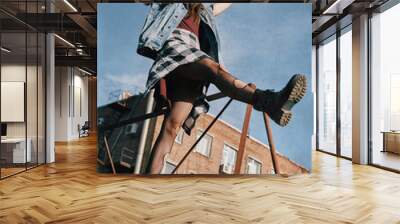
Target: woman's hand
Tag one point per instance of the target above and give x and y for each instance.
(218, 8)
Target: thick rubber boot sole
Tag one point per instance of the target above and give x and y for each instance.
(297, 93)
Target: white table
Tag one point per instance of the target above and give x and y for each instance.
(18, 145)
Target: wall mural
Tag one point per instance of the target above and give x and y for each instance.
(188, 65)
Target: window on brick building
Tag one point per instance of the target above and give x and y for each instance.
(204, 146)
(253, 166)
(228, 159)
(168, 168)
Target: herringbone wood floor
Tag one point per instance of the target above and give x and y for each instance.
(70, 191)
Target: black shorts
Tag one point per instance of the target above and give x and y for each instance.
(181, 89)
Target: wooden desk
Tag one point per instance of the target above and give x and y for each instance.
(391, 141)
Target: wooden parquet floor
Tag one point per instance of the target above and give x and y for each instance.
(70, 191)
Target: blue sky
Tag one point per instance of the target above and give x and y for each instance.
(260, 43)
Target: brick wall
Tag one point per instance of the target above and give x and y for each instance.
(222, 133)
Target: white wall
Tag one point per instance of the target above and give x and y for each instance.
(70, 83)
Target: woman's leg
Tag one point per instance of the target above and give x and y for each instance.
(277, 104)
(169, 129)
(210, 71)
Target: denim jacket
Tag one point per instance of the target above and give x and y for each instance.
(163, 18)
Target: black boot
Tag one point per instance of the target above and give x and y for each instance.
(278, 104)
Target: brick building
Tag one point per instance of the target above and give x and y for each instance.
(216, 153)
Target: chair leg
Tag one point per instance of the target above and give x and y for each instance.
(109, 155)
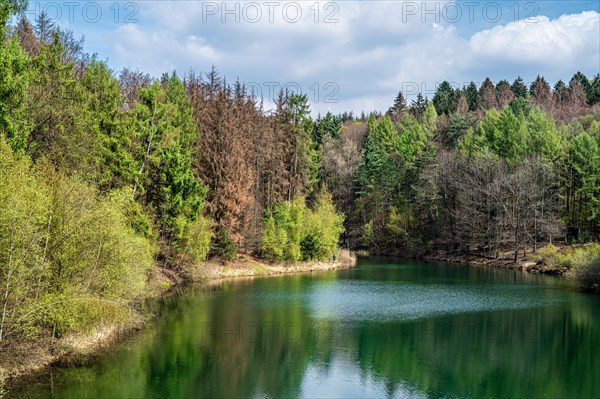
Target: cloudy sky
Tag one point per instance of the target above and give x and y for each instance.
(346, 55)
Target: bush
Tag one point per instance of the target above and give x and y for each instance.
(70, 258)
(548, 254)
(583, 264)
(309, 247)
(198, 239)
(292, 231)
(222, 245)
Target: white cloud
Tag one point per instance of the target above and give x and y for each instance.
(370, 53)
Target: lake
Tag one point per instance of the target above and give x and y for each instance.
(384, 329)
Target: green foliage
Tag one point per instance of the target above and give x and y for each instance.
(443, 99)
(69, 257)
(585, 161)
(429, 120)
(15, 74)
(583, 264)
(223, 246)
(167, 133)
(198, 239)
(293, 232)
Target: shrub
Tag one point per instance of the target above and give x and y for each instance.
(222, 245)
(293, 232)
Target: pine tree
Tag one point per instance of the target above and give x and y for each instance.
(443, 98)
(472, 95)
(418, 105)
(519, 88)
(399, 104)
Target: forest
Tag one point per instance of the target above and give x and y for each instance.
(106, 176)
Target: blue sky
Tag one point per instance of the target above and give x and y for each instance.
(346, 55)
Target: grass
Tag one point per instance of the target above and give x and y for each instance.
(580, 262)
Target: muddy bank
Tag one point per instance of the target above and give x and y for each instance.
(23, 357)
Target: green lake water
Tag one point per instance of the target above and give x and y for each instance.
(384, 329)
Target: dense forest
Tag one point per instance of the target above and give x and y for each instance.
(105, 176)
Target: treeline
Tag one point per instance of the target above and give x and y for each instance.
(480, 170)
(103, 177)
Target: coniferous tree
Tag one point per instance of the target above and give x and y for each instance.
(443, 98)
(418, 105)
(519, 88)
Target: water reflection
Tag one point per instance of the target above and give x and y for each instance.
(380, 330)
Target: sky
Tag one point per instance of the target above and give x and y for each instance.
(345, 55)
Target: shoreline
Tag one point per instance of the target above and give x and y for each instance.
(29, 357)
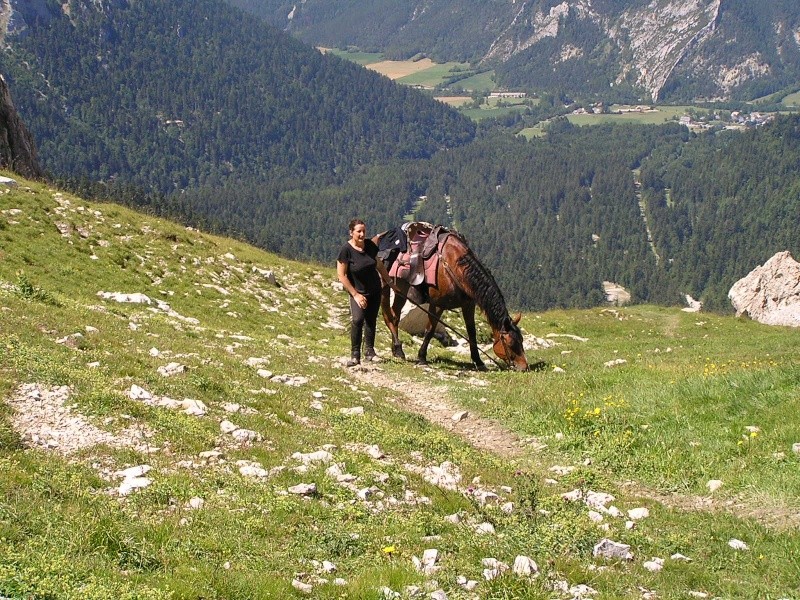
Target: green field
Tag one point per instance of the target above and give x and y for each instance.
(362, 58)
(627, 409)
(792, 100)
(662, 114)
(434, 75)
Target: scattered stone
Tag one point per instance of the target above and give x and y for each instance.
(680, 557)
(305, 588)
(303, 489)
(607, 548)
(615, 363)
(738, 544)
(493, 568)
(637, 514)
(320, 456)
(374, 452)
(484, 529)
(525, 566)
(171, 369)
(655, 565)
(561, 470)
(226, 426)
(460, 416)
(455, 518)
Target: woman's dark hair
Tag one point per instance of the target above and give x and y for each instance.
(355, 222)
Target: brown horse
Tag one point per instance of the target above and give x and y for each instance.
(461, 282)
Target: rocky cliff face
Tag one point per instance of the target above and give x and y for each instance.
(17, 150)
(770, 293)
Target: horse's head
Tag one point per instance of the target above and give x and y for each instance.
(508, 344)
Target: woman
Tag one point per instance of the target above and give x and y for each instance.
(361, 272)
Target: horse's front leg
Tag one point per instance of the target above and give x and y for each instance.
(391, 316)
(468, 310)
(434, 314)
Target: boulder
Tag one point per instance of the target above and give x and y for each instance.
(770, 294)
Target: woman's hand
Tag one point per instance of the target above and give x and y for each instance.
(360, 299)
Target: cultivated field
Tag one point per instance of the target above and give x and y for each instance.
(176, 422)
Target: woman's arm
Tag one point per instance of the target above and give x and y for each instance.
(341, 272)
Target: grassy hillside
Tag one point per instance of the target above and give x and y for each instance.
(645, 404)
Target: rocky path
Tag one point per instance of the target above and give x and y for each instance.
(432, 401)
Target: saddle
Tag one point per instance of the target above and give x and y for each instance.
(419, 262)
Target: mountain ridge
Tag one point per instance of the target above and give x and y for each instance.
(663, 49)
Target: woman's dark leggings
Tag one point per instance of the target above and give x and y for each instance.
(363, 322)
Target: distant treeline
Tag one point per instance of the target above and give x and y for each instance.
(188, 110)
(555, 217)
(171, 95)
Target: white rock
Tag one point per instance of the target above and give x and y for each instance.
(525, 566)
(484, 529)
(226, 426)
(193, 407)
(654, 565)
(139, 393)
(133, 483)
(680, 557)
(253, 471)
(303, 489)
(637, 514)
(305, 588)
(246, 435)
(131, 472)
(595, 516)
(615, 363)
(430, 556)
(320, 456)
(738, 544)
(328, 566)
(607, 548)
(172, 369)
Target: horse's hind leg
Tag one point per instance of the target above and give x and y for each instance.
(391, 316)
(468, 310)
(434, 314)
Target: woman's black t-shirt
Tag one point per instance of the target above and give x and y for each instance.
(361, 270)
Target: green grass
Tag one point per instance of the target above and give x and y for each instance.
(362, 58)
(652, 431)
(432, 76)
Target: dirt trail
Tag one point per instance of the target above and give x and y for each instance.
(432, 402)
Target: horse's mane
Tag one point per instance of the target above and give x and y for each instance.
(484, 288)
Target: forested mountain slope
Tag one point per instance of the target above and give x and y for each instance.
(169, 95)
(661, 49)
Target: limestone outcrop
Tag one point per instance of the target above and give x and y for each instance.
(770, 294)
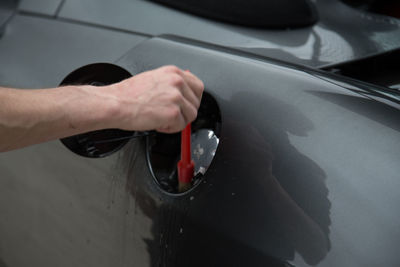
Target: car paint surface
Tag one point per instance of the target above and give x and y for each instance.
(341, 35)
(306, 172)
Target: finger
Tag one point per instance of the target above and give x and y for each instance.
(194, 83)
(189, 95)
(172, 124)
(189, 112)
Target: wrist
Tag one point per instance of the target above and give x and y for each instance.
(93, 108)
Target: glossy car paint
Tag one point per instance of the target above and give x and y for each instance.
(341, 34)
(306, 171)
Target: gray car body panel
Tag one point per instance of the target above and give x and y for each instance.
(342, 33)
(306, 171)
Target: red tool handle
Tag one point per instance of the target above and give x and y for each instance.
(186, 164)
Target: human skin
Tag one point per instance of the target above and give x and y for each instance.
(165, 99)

● ● ●

Your task is to quote exactly the lines from the one with "Target: forested mountain slope" through the end of the material, both included, without reproducing any pictures.

Target: forested mountain slope
Tag one point per instance of the target above and give x and y for each instance.
(169, 95)
(661, 49)
Target: limestone outcrop
Tag one point per instance of the target above and give x and y for each instance.
(770, 294)
Target: car paint surface
Tag one point per instance of the target above and give x and y for each instance.
(341, 35)
(306, 172)
Target: finger
Tag one point per instance of the target above and give x and y for each instance.
(194, 83)
(189, 95)
(172, 124)
(189, 112)
Target: wrist
Tag one point per instance of the target above and give x and y for each instance.
(93, 108)
Target: glossy car paint
Tag one point per instance of the target above and give x and y for each instance.
(341, 34)
(306, 171)
Target: gray car body panel
Tag one point per instance of the target above and give x and y for each instance.
(342, 33)
(306, 171)
Target: red tool handle
Tag one point per instance of the target above and give x and y for each instance.
(186, 164)
Target: human skin
Tag one point per instance of the target above and give x and y for each instance.
(165, 99)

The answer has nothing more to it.